| TEXT |
-- begin --

Sakamoto, 23, has taken command of women’s singles, her powerful jumps and effusive personality making a formidable combination. She went unbeaten in international competition this season.

No matter how the free skate performances of the two skaters after Levito eventually affected her finish, the 2023 U.S. champion had ended the season with two straight excellent skates after stumbling badly in her previous two competitions.

“I am very content to end the season this way,” Levito said. “I had a very rough season, and I was disappointed in myself. For a lot of the season, I was confused by how I was skating. To deserve a medal like this at the world championships is everything to me right now.”

Levito’s bug-eyed look of happy disbelief when the music stopped seemed to say she had surprised herself with the level of her skating.

“I was in a state of shock that I did that,” she said. “I was a little concerned after my warm-up. I didn’t feel like I did good in that, and I was a little scared I wouldn’t be able to do what I needed today. So, yes, I was in a little bit of disbelief after, but I was really happy.”

When short program winner Loena Hendrickx of Belgium and third-placer Lee Hae-In of South Korea both came apart, the 17-year-old Levito wound up in second by nearly nine points over another South Korean, Kim Chae-Yeon.

-- end --

| WHAT TO WORK ON |
1. According to the skating article, why was Levito in a state of shock after her free skate?
2. Translate this sentence from the skating article into Spanish: "She went unbeaten in international competition this season."
3. Rewrite the part of the skating article starting with "Sakamoto, 23, has" and going on through "competition this season.", substituting "winning" for "formidable".

| EXTRACTED INFORMATION |
-- begin --

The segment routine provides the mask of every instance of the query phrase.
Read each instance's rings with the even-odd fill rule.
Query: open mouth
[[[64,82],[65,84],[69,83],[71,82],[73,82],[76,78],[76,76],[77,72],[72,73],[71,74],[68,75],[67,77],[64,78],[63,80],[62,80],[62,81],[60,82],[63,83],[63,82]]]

-- end --
-- begin --

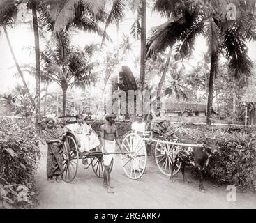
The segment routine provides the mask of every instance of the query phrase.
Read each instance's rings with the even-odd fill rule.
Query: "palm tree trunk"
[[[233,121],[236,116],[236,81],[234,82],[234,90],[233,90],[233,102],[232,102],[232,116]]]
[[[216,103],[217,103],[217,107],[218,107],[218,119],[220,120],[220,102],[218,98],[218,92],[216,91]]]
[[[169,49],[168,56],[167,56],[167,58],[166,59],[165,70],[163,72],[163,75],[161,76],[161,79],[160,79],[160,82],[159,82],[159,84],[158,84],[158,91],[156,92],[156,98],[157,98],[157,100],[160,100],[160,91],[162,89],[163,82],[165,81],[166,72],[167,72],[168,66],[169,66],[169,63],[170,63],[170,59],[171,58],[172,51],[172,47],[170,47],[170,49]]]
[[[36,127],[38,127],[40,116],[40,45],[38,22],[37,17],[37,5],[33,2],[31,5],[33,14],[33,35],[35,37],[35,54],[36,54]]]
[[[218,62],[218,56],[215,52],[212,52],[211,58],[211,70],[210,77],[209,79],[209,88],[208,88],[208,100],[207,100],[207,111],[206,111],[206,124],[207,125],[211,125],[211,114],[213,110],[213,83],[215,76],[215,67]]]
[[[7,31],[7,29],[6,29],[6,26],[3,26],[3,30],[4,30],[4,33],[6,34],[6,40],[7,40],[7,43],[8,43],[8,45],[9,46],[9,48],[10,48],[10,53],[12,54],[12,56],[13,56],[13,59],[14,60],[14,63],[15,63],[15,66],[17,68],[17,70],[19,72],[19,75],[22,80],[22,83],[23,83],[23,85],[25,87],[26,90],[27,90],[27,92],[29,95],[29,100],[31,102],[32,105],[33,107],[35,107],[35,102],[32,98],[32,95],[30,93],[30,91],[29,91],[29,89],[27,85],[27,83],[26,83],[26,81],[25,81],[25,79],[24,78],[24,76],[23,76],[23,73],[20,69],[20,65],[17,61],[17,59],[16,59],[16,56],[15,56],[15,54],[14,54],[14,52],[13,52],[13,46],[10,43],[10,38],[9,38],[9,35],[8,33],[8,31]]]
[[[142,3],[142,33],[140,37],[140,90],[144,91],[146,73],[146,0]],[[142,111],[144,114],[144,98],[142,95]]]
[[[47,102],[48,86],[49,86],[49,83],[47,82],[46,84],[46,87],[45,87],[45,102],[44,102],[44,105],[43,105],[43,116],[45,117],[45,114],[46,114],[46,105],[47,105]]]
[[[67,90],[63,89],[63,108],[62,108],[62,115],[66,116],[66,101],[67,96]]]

-- end --

| SOLUTIONS |
1. She had been concerned after her warm-up because she didn't feel she had done well in it. She was a little scared she wouldn't be able to do what she needed, so she was in disbelief when she skated that well.

2. Estuvo invicta en las competiciones internacionales esta temporada.

3.
Sakamoto, 23, has taken command of women’s singles, her powerful jumps and effusive personality making a winning combination. She went unbeaten in international competition this season.